◆ Consigne 1
Les affirmations suivantes sont-elles conformes à l’extrait sur les femmes dans la révolution russe : (a) toutes les femmes ayant suivi des cours de préparation à l’université sont devenues de grandes intellectuelles ; (b) Kroupskaia est l’auteure du premier pamphlet russe sur les femmes et le marxisme ; (c) Alexandra Kollontaï est devenue ambassadrice en Suède ? Répondez à chacune par oui ou non, en citant à l’identique les mots décisifs de l’extrait.
◆ Consigne 2
Pourriez-vous poursuivre l’extrait sur les femmes dans la révolution russe à partir de sa dernière phrase ?

──────── Extrait du document

La question de l’accès aux études supérieures a été centrale à partir du milieu du XIXe siècle, mais toutes les femmes ayant suivi des cours de préparation à l’université, ou en tant qu’auditrices libres dans les universités, n’ont pas pour autant été de grandes intellectuelles ! Comme ailleurs, les femmes savantes forment l’exception, et pour être « actives », elles n’avaient pas besoin d’avoir un solide bagage intellectuel, mais d’être déterminées et courageuses, bonnes organisatrices, actrices (pour échapper à la surveillance et tromper les gendarmes), avoir des dons oratoires.
Maintenant il est vrai aussi que certaines femmes ont pu jouer un rôle important dans la mobilisation pour leur cause par leurs écrits – je pense par exemple à Kroupskaia, l’auteure du premier pamphlet russe sur les femmes et le marxisme, et qui a été « l’épouse littéraire » de Lénine, collaborant sur plusieurs projets, avant de proposer un projet de « nouvelle pédagogie » pour les masses, dont on connaît les retombées en terme de censure en Russie soviétique après 1917…
Elles agissent d’ailleurs à différentes étapes du système révolutionnaire, depuis Maria Andreïeva qui joue de ses charmes sur ordre de Lénine afin de soutirer de l’argent à un industriel pour financer le parti à Alexandra Kollontaï qui devient ambassadrice en Suède. Quel parcours vous a le plus fasciné ?

────────────────
──────── Données sources

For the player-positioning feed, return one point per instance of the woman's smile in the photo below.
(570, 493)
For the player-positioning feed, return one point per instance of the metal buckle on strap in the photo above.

────────────────

◆ Résultat 1
(a) Non : « n’ont pas pour autant été de grandes intellectuelles »
(b) Oui : « l’auteure du premier pamphlet russe sur les femmes et le marxisme »
(c) Oui : « Alexandra Kollontaï qui devient ambassadrice en Suède »

◆ Résultat 2
Le parcours de Catherine Brechkovski, la « grand-mère de la révolution » est absolument hallucinant ! D’un tempérament de feu, cette radicale abandonna son fils à des parents pour se vouer corps et âme à la révolution. Elle fut la première femme russe à avoir été envoyée au bagne, où lui rendit visite un journaliste américain célèbre, George Kennan, qui la rendit célèbre dans le monde entier. Sa passion pour le terrorisme et les assassinats d’officiels tsaristes qu’elle a facilités ont fait couler beaucoup d’encre… Grande oratrice, adversaire acharnée de Lénine, qu’elle comparait à une bête sauvage qu’il fallait exterminer, elle s’est exilée en 1918, à 74 ans, quand la partie était perdue pour les socialistes-révolutionnaires.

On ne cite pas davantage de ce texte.